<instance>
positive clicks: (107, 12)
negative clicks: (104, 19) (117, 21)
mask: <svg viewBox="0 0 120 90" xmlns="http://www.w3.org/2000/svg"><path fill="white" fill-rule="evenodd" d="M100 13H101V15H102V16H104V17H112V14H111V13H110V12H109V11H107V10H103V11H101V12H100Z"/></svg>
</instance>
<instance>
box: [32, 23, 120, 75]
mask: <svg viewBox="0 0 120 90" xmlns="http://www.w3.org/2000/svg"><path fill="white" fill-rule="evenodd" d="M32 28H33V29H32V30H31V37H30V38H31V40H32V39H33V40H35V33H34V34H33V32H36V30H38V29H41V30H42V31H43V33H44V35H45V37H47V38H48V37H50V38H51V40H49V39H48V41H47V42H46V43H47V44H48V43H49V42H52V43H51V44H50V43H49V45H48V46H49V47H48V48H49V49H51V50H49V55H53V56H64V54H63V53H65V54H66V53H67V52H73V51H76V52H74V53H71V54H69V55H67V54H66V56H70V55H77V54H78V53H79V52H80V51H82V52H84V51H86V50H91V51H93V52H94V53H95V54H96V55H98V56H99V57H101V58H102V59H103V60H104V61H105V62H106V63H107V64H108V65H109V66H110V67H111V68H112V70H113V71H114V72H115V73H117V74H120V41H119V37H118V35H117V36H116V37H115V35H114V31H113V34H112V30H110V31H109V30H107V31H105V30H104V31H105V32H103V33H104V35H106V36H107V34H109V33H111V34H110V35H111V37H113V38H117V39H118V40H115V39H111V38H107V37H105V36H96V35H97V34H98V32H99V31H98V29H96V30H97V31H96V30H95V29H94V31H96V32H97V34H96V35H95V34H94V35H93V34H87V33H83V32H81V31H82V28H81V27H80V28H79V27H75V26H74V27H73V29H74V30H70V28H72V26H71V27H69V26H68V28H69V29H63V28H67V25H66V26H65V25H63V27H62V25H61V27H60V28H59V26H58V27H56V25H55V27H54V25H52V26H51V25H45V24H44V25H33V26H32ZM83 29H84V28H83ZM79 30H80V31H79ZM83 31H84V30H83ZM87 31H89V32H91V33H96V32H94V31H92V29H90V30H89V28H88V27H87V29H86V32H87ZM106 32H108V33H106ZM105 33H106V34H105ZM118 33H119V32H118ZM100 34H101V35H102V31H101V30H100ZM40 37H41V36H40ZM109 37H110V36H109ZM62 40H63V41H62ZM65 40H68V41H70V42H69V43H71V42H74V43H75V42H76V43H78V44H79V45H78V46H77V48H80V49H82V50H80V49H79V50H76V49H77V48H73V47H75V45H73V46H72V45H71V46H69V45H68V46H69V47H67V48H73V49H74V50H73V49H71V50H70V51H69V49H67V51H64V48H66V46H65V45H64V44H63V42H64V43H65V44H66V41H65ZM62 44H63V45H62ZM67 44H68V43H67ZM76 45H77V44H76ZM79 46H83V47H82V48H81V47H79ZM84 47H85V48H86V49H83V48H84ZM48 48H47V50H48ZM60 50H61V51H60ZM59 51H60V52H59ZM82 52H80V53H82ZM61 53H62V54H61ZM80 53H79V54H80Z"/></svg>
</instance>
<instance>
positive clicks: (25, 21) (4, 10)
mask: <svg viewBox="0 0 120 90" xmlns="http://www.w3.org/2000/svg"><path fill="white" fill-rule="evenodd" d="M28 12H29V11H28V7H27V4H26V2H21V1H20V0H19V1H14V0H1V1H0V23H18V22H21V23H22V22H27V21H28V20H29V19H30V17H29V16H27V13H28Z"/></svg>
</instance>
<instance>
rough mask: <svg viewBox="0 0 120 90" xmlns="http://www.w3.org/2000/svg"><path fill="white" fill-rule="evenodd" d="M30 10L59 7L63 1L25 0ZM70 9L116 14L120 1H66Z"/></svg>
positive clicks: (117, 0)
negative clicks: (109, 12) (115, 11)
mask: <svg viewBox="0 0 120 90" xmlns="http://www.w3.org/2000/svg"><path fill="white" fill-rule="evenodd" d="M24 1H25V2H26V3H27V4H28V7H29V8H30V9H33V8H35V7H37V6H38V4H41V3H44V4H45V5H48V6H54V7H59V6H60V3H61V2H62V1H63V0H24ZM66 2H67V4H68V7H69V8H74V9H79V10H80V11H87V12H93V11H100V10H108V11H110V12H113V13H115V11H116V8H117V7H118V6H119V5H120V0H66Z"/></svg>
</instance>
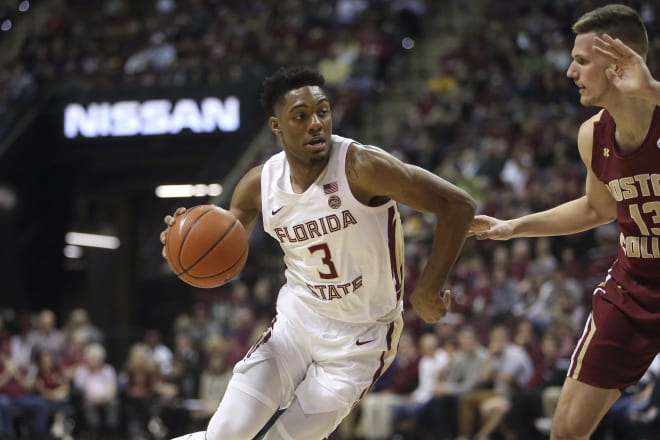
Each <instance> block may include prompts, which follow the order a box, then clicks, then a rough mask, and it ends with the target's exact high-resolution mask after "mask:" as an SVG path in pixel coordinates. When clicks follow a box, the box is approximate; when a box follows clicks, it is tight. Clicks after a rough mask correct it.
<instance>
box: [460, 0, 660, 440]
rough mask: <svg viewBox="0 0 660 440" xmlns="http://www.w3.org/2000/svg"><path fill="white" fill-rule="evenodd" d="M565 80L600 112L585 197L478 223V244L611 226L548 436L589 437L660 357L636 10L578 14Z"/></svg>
mask: <svg viewBox="0 0 660 440" xmlns="http://www.w3.org/2000/svg"><path fill="white" fill-rule="evenodd" d="M573 31H574V32H575V33H576V37H575V43H574V46H573V51H572V57H573V62H572V63H571V65H570V66H569V68H568V71H567V76H568V77H569V78H570V79H572V80H573V81H574V82H575V84H576V85H577V86H578V88H579V93H580V102H581V103H582V105H585V106H597V107H601V108H602V109H601V110H600V111H599V112H598V113H597V114H595V115H594V116H593V117H591V118H590V119H588V120H587V121H586V122H584V123H583V124H582V126H581V127H580V130H579V132H578V138H577V143H578V149H579V152H580V155H581V157H582V160H583V161H584V163H585V165H586V168H587V177H586V194H585V196H583V197H581V198H579V199H576V200H573V201H571V202H568V203H565V204H562V205H560V206H557V207H555V208H552V209H549V210H547V211H543V212H539V213H535V214H531V215H526V216H523V217H520V218H517V219H513V220H507V221H502V220H499V219H495V218H492V217H487V216H477V217H475V219H474V221H473V223H472V227H471V229H470V233H471V234H475V235H476V237H477V239H487V238H490V239H495V240H507V239H510V238H513V237H540V236H552V235H563V234H572V233H576V232H581V231H585V230H587V229H590V228H593V227H596V226H598V225H602V224H605V223H609V222H611V221H612V220H617V222H618V228H619V248H618V256H617V259H616V260H615V261H614V263H613V264H612V266H611V268H610V269H609V270H608V273H607V275H606V276H605V280H604V281H603V282H602V283H601V284H600V285H599V286H598V287H597V288H596V289H595V291H594V294H593V300H592V312H591V314H590V316H589V317H588V319H587V322H586V325H585V328H584V333H583V334H582V337H581V339H580V340H579V342H578V345H577V347H576V348H575V352H574V353H573V357H572V363H571V366H570V369H569V371H568V377H567V378H566V381H565V383H564V386H563V389H562V391H561V396H560V398H559V403H558V406H557V410H556V413H555V416H554V419H553V423H552V433H551V437H552V438H553V439H586V438H588V437H589V435H590V434H591V433H592V432H593V431H594V430H595V428H596V427H597V425H598V423H599V421H600V420H601V418H602V417H603V415H604V414H605V413H606V411H607V410H608V408H609V407H610V406H611V405H612V403H613V402H614V401H615V400H617V398H618V397H619V395H620V391H619V390H620V389H623V388H625V387H627V386H629V385H631V384H634V383H636V382H637V381H638V380H639V379H640V377H641V376H642V375H643V374H644V372H645V371H646V369H647V368H648V366H649V365H650V364H651V361H652V360H653V358H654V357H655V355H656V353H658V352H659V351H660V109H659V108H658V105H660V83H658V81H656V80H654V79H653V78H652V76H651V74H650V72H649V70H648V68H647V67H646V64H645V61H644V60H645V58H646V53H647V50H648V38H647V34H646V29H645V27H644V24H643V22H642V20H641V19H640V16H639V15H638V14H637V12H635V11H634V10H632V9H630V8H628V7H626V6H622V5H608V6H604V7H602V8H598V9H595V10H592V11H591V12H588V13H587V14H585V15H583V16H582V17H581V18H580V19H578V20H577V22H576V23H575V24H574V25H573Z"/></svg>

——

● **Exercise requirements**:
Would you please write out, exactly and with no other lines, the stretch of the listing above from the line containing "Each <instance> block" through the line containing "box: [460, 0, 660, 440]"?

● **Answer section**:
Each <instance> block may include prompts, which follow the order a box, then clicks, then a rough mask, and it ends with the target's exact high-resolution mask after "mask:" as an SVG path in pixel coordinates. When clicks follow a box, the box is approximate; when a box follows clicks, it is tight. Clicks after a rough mask correct it.
<instance>
box: [460, 0, 660, 440]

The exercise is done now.